** START **

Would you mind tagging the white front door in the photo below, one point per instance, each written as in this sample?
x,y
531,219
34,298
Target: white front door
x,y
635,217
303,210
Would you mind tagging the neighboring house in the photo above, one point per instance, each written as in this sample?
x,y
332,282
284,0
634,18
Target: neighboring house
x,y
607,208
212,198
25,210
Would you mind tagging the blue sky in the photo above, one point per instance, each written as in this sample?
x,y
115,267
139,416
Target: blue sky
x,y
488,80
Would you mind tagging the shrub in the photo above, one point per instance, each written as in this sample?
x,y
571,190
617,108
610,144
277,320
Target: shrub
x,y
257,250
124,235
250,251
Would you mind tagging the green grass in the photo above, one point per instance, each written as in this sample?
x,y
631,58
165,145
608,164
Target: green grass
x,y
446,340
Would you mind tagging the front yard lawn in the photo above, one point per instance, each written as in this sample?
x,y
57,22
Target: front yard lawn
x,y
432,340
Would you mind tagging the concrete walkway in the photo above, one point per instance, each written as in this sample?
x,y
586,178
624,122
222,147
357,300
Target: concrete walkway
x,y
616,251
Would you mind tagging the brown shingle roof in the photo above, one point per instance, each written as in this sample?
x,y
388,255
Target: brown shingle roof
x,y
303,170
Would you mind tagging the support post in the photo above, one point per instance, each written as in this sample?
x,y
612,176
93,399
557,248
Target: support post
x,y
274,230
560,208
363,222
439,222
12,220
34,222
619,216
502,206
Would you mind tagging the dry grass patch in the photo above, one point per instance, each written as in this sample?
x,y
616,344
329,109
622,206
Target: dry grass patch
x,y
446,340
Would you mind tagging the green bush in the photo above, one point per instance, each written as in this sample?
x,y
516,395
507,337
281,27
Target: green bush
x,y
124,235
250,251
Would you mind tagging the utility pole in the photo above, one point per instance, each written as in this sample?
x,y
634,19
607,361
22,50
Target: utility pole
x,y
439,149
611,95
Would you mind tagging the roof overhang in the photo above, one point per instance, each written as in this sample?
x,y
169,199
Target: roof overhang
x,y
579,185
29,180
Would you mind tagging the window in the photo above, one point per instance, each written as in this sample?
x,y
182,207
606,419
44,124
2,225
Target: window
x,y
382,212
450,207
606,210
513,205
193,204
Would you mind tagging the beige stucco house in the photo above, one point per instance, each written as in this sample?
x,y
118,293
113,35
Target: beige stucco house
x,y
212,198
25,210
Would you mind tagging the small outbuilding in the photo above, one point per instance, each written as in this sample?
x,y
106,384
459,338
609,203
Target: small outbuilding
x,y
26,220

** END **

→ **PROBLEM TO WORK ON**
Set down, unchanged, every line from the one containing "Would you mind tagging the brown" through the last line of the items, including both ends.

→ **WRITTEN ANSWER**
Would you mind tagging the brown shingle roof in the photo above, one point per instance, each written as in this sample?
x,y
388,255
Target: brown shingle roof
x,y
303,170
Would you mind tagging the support post in the photo above, one point per instance, each written as in this sample?
x,y
612,176
93,399
557,248
Target: support post
x,y
274,230
560,208
363,222
439,222
12,220
34,222
619,216
502,206
Would you mind tagging the dry grass patch in the photo above, one point per instance, each written as in this sample?
x,y
616,344
329,109
622,206
Target: dry grass patch
x,y
446,340
Would you mind tagging the green bush in the photo above, one point per instance, each written as in this sample?
x,y
516,395
507,337
281,27
Target: green bush
x,y
124,235
250,251
Would you mind tagging the utility pole in the photo above, one point per instance, each written as in this sample?
x,y
634,19
607,361
22,50
Target: utility pole
x,y
439,149
611,95
Would you mind tagging the roof overhang in the photo above, one point per instance, each written as in this sample?
x,y
169,199
Target: roof overhang
x,y
579,185
29,180
Would you mind tagging the window in the photo above, one point per instance, each written as in this sample?
x,y
182,207
606,419
44,124
2,225
Target: window
x,y
382,212
450,207
606,210
513,205
193,204
Would you mind tagging the beige stucco house in the photo above, one point per instance, each written as in this sample?
x,y
118,293
113,35
Target: beige stucco house
x,y
212,198
25,210
Would you mind tagging the small outbuilding in the photo above, one point per instance, each written as in this sample?
x,y
106,384
459,338
609,203
Target: small outbuilding
x,y
26,220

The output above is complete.